— Begin —

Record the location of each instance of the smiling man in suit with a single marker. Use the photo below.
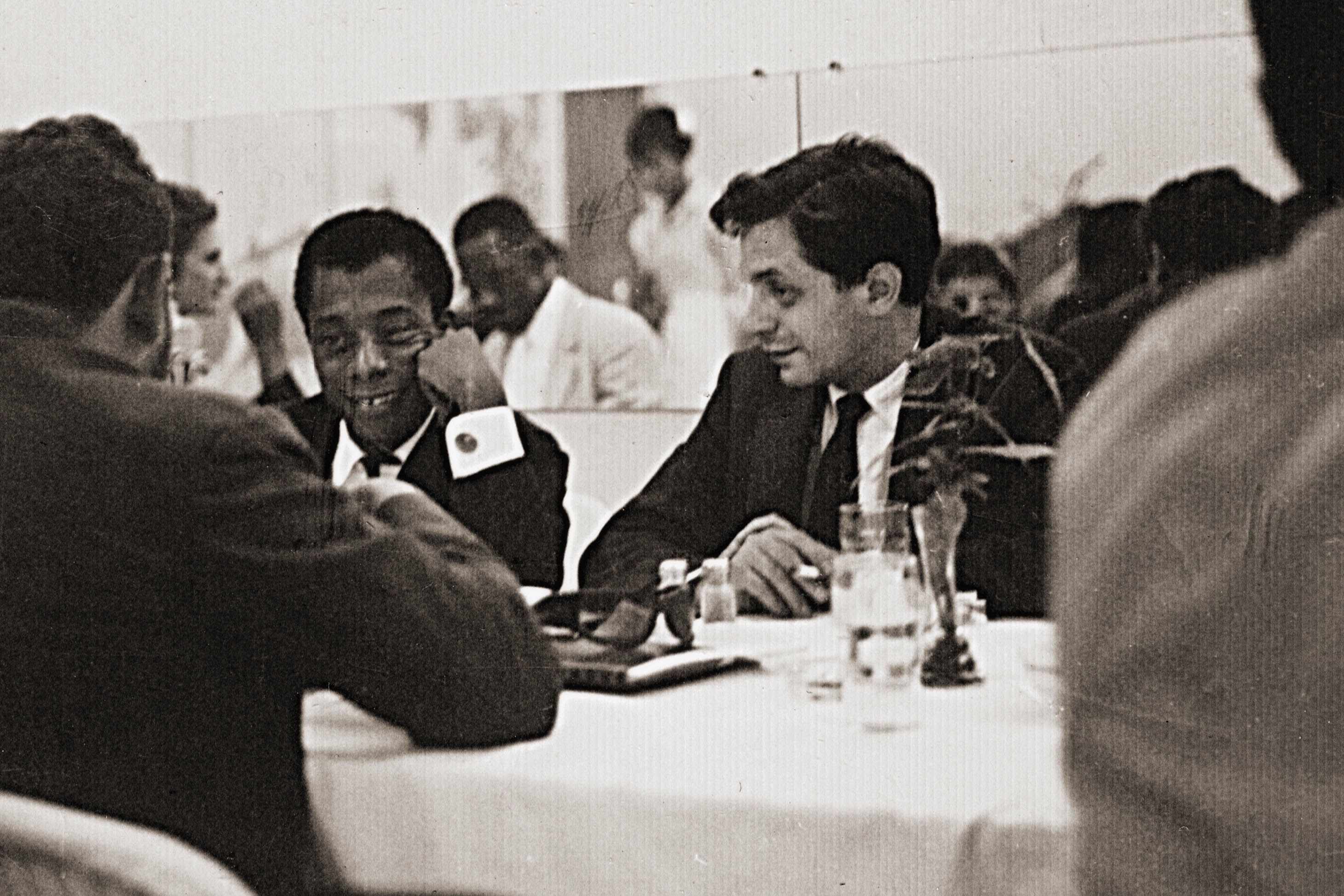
(839, 245)
(406, 399)
(174, 574)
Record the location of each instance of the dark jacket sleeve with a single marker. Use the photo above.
(691, 507)
(280, 391)
(518, 508)
(404, 612)
(1002, 551)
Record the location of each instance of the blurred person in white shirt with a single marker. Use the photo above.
(552, 344)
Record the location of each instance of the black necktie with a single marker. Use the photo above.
(375, 461)
(838, 472)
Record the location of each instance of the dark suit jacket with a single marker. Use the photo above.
(174, 574)
(749, 456)
(518, 508)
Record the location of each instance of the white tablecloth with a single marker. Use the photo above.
(733, 785)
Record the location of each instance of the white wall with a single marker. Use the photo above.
(142, 61)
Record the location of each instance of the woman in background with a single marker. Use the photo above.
(199, 281)
(675, 243)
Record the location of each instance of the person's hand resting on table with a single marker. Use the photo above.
(764, 558)
(259, 308)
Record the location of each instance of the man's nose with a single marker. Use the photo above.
(760, 319)
(369, 358)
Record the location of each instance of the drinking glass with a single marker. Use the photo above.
(879, 601)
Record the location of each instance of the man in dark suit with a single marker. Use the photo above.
(1194, 227)
(174, 572)
(405, 399)
(839, 243)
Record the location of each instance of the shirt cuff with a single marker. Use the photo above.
(482, 439)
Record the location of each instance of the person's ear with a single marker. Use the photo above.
(882, 289)
(136, 328)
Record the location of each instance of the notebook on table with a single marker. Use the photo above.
(594, 667)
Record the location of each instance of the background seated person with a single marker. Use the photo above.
(839, 245)
(404, 398)
(552, 344)
(199, 281)
(174, 572)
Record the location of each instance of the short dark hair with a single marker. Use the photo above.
(355, 240)
(191, 214)
(1303, 87)
(506, 217)
(76, 218)
(655, 131)
(115, 141)
(1112, 253)
(851, 205)
(975, 260)
(1209, 222)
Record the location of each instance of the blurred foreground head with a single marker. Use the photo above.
(1303, 87)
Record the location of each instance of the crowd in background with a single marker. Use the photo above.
(183, 544)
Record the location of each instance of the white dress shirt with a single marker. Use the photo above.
(877, 430)
(476, 441)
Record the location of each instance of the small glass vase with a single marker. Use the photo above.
(939, 524)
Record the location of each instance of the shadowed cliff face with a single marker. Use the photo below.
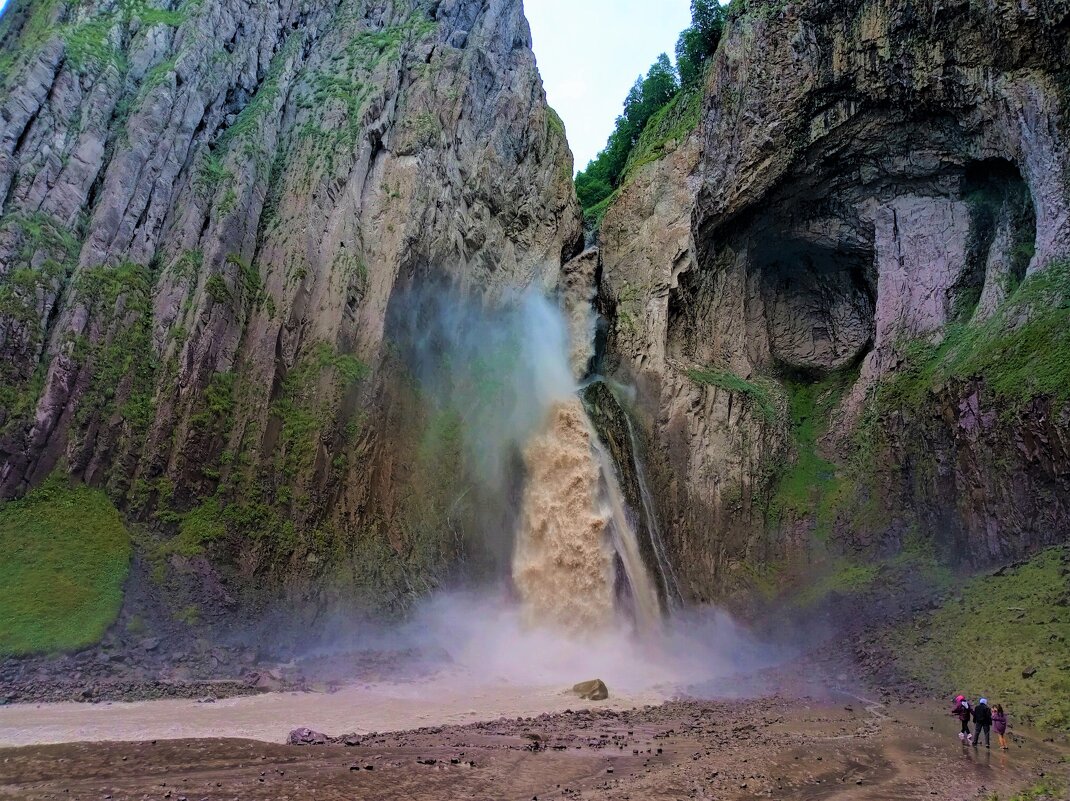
(205, 212)
(824, 292)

— End —

• **Work to do**: Put everything from the line containing "Record the location of each instance of the shadowed" down to the end of the records into a Markdown table with the columns Row and Line, one numbered row per line. Skip blank lines and leave the pictures out.

• **Solution to the exercise**:
| Row | Line |
|---|---|
| 1 | Record the location of each instance of the shadowed cliff face with a single marker. Use the photo below. |
| 2 | (205, 212) |
| 3 | (824, 292) |